**What is expected:** Continue the comment thread about clothes shopping and recycling, picking up right after its last line.

**Extract:**
- - - - -

But I'm cut from different cloth (so I tell myself) and trips to the charity shop have become a regular thing.
You've hit the nail on the head though with the household recycling/sustainability issue vs the consumerism of clothes purchases.
I mean, I feel pain if so much as a scrap of paper ends up in the wrong bin, but still add to my collection of too many clothes for a small girl who tends to wear the same stuff most of the time anyway... In fact I'm feeling decidedly guilty about having purchased a new coat now... I've decided to operate a 'one in, one out' policy henceforth...
that's funny, I saw a nice black coat the other day and promised myself I wouldn't buy it until I'd ebayed my other perfectly good black coat! But you have to have a new coat for winter!
Yes, in the same way that a cat gets a winter coat, so must we!
Thanks for mentioning my site. I would recommend Del Forte's Calla Slims (I love mine) or a pair of Loomstate jeans. Edun will also do, but their line is only use about 30% organic, so check the label.
Keep an eye on Katherine over there in the U.K. as well...
or maybe something from howies...
you are in Paris this week end ??? Should we meet ???
anyway KEEP THE PVC miniskirt, this is the next trend !!!!
I can totally relate to this post. I like to keep everything I've ever worn:
a)because I might have a daughter
b)because I might need a tatty old Gap t-shirt for when I am painting walls/dying my hair (the frequency of occurence of the former is slim to none)

- - - - -

**Data:**
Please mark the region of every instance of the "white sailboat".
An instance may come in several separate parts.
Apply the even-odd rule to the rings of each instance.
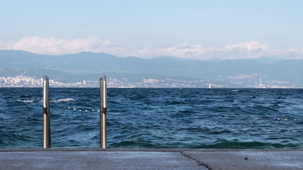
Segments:
[[[211,83],[210,85],[209,85],[209,86],[208,87],[209,88],[212,88],[212,84]]]

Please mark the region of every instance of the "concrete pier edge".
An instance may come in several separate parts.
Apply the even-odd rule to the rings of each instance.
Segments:
[[[303,169],[303,149],[0,149],[3,169]]]

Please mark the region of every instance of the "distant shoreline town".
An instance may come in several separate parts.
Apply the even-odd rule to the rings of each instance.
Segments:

- - - - -

**Result of this exercise:**
c)for sentimental purposes...
...basically I will find any excuse to clutter up my wardrobe with dated, cringetastic clothing.
About once a year I have an overwhelming sense of ruthlessness and charge into my cupboards on a mission to get rid of ragged-hem jeans, tops with stitching coming loose and frankly disastrous items. But it's never enough!
I have exactly the opposite problem in some respects. I purge everything periodically. I do have that same sense of guilt at consumerism though. I've pledged to not let it drag me down too much. There is something to be said for having a sense of style. I feel like I've let my guilt beat mine into submission.
Yeah, I don't feel bad at all for the massive amount of clothes I have. And I rarely throw them out or give them away. It's like a collection to me.